## GIVEN REQUEST
In the Utah Jazz betting article below, recast the paragraph that begins "Those records are bolstered" as a short bulleted list, keeping its main facts.

-------- DOCUMENT --------

Breaking Down the Utah Jazz's Historic ATS Run

The Jazz have been steamrolling teams and have an NBA-best 27-7 record and 25-9 ATS mark. They're winning games comfortably and have been betting favorites in all but three contests.

Jason Logan: Senior Betting Analyst at Covers
Jason Logan • Senior Betting Analyst
Feb 28, 2021 • 08:30 ET
Donovan Mitchell Royce O'Neale Utah Jazz NBA
Photo By - USA TODAY Sports

The Utah Jazz are making sweet, sweet NBA betting music this season. As of Saturday, the Jazz are not only the NBA’s top team at 27-7 SU but also its best bet at 25-9 against the spread.

Those records are bolstered by two winning streaks: an 11-game ATS run between January 8 and January 29 and an eight-game ATS streak that was snapped on February 19 with a 116-112 road loss to the Los Angeles Clippers, where Utah closed as a 1-point road underdog.

-------- SUPPLIED DATA --------

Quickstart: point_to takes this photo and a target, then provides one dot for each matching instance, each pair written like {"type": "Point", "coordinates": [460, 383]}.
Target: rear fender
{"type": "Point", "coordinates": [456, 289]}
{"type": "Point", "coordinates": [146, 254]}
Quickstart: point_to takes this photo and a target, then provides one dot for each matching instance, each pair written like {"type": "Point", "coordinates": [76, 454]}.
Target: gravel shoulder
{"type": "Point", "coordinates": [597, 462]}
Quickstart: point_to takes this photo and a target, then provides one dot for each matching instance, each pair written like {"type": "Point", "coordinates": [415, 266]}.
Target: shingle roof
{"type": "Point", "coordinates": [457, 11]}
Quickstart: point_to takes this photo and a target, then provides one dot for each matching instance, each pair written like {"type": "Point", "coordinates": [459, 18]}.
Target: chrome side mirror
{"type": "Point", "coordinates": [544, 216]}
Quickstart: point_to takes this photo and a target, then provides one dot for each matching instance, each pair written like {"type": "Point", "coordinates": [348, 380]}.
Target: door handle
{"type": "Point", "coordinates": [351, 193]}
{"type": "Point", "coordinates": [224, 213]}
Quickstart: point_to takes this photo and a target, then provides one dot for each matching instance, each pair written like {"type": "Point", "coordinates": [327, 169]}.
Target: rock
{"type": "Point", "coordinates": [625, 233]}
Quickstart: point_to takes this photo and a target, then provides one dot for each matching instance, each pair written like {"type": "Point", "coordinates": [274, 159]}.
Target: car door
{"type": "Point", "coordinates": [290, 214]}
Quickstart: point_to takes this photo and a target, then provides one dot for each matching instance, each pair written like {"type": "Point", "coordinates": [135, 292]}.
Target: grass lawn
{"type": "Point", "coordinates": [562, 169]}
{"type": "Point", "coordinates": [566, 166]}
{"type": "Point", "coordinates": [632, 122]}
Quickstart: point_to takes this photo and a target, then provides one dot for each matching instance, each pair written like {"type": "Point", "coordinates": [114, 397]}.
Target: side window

--------

## REPLY TO THE TASK
- Two against-the-spread winning streaks support the Jazz's records.
- An 11-game ATS run lasted from January 8 to January 29.
- An eight-game ATS streak ended on February 19 with a 116-112 road loss to the Los Angeles Clippers, where Utah closed as a 1-point road underdog.